# Set task:
Count the lines in the data below that contain the string "coordinates". Reply with the number alone.

════

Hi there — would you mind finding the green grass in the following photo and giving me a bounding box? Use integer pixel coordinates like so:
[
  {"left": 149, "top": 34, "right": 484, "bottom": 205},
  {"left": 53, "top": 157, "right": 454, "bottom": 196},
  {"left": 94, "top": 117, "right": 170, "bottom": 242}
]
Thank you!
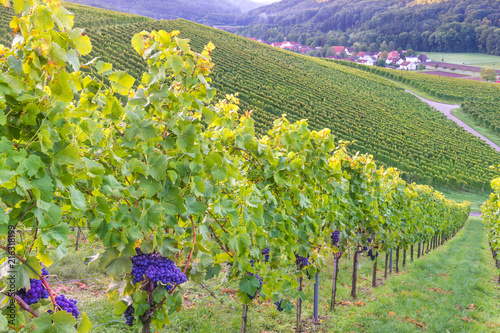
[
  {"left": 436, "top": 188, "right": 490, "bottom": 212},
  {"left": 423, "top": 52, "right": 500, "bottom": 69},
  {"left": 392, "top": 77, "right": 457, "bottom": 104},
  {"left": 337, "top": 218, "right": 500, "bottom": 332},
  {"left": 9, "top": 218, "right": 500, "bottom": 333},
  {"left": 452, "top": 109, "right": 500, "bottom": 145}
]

════

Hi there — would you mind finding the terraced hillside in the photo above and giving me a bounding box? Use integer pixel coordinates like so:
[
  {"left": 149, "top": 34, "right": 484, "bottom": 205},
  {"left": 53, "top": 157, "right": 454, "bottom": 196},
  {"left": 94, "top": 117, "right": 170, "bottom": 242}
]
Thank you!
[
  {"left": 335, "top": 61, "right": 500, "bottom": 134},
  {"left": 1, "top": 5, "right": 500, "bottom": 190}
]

════

# Finished task:
2